IL TUO OBIETTIVO => Per favore, riscrivi il passo del testo sulle origini del liberalismo da "Come si diceva" fino a "ponga dei limiti.", sostituendo "sovrano" con "monarca".

FONTE =>
● ● ● ● ●
Mercoledì 7 gennaio abbiamo avuto come ospite e relatore alla riunione il chiarissimo professor Todescan dell’Università degli studi di Padova, il quale ci ha spiegato quali possano essere le origini del liberalismo. Essendo la materia molto vasta, il docente ha voluto richiamare per sommi capi i punti di riferimento principali.
Tale dottrina politica – anche se sarebbe meglio parlare di una serie d’atteggiamenti dell’individuo- nasce nel Seicento, subito dopo la Pace di Westfalia (1648), in pratica nel periodo dove sono teorizzate le principali forme di governo possibili per uno Stato.
Si passa così da Hobbes che getta le basi teoriche dello Stato Assoluto, a Kant, il teorico dello Stato di diritto, Rosseau, l’ideatore della democrazia moderna e Locke, il fondatore teorico dello Stato liberale. Per quanto abbiano idee diverse, tutti questi filosofi partono dal medesimo schema di pensiero, la cosiddetta “scuola del pensiero laico”: l’uomo è pensato in uno stato naturale, il superamento del quale è consentito solo mediante un contratto sociale che porta poi alla nascita dello Stato.
Come si diceva prima però, le conclusioni sono differenti. Hobbes ritiene infatti tutti gli individui uguali e perciò desiderosi di avere in ugual misura tutti quei beni volti a soddisfare i propri bisogni; essendo però i beni a loro disposizione finiti, accade la bellum omnium erga omnes ( la guerra di tutti contro tutti). A causa di questa situazione in pratica invivibile, è resa assolutamente necessaria la presenza di un sovrano che, con poteri assoluti, ponga dei limiti.
Ben diversa è la situazione per Locke. Egli individua tre diritti fondamentali dell’individuo; il diritto alla vita, alla libertà ed alla proprietà. Tuttavia per il filosofo l’uomo è per natura un essere limitato, non può avere tutto – come invece sosteneva Hobbes.
E’ necessario tuttavia che i medesimi individui abbiano altri due di diritto fondamentali:
il diritto a farsi giustizia da solo
il diritto di punire il trasgressore- - ed allora in questo caso nasce il problema di una reazione che non sia eccessivamente sproporzionata al danno subito.
Sono proprio questi i due aspetti che non funzionano nello “stato di natura” ed è per questo che nasce un organismo volto proprio ad eliminare tali inefficienze, uno Stato che possa garantire questi diritti, definiti naturali primari.
● ● ● ● ●
DATI FORNITI =>
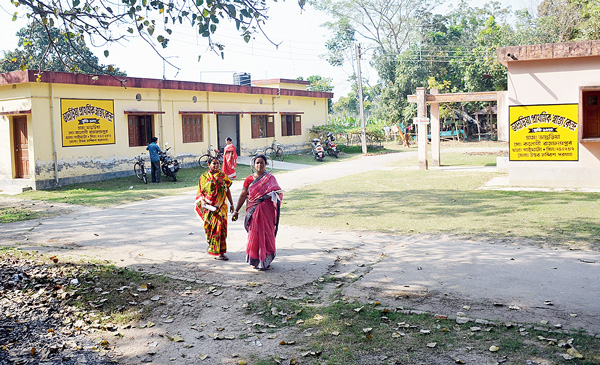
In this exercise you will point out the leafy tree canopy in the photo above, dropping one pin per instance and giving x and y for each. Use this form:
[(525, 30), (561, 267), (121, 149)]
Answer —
● ● ● ● ●
RISPOSTA ATTESA =>
Come si diceva prima però, le conclusioni sono differenti. Hobbes ritiene infatti tutti gli individui uguali e perciò desiderosi di avere in ugual misura tutti quei beni volti a soddisfare i propri bisogni; essendo però i beni a loro disposizione finiti, accade la bellum omnium erga omnes ( la guerra di tutti contro tutti). A causa di questa situazione in pratica invivibile, è resa assolutamente necessaria la presenza di un monarca che, con poteri assoluti, ponga dei limiti.